#### Task goal:
Output everything from the line containing "target: **horizontal stabilizer**" down to the line containing "M 43 42 L 50", both ends included, as a JSON list of strings with one string per line. Leave out blank lines.

#### Material for this task:
☆ ☆ ☆ ☆ ☆

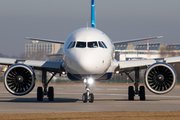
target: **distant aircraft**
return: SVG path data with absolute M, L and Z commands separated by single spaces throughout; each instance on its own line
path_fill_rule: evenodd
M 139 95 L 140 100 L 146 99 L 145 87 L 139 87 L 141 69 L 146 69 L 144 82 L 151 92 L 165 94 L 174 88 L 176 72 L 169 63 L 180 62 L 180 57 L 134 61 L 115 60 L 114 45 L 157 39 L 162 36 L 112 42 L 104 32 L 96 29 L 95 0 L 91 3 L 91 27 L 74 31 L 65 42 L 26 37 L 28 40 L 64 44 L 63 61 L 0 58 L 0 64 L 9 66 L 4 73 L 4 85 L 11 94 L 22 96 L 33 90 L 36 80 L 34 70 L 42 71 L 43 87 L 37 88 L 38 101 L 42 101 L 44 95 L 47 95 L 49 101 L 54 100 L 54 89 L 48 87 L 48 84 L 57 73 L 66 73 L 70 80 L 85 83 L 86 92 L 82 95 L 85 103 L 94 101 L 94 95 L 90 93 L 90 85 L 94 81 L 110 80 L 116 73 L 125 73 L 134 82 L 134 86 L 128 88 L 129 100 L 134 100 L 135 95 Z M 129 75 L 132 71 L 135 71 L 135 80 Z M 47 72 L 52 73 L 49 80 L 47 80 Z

☆ ☆ ☆ ☆ ☆

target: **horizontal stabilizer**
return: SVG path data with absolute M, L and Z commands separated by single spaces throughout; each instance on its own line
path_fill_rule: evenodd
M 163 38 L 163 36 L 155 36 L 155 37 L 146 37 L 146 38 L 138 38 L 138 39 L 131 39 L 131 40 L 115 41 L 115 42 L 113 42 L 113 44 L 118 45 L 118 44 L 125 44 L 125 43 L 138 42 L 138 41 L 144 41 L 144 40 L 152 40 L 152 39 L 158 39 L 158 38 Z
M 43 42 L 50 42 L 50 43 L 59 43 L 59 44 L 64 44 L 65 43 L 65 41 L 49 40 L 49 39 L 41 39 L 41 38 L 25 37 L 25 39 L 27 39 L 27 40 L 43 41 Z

☆ ☆ ☆ ☆ ☆

#### Expected answer:
[
  "target: **horizontal stabilizer**",
  "return: SVG path data with absolute M, L and Z commands separated by single spaces throughout; each instance on its own line",
  "path_fill_rule: evenodd",
  "M 163 38 L 163 36 L 155 36 L 155 37 L 146 37 L 146 38 L 138 38 L 138 39 L 131 39 L 131 40 L 115 41 L 115 42 L 113 42 L 113 44 L 118 45 L 118 44 L 125 44 L 125 43 L 138 42 L 138 41 L 144 41 L 144 40 L 152 40 L 152 39 L 158 39 L 158 38 Z",
  "M 43 42 L 50 42 L 50 43 L 59 43 L 59 44 L 64 44 L 65 43 L 65 41 L 49 40 L 49 39 L 41 39 L 41 38 L 25 37 L 25 39 L 27 39 L 27 40 L 43 41 Z"
]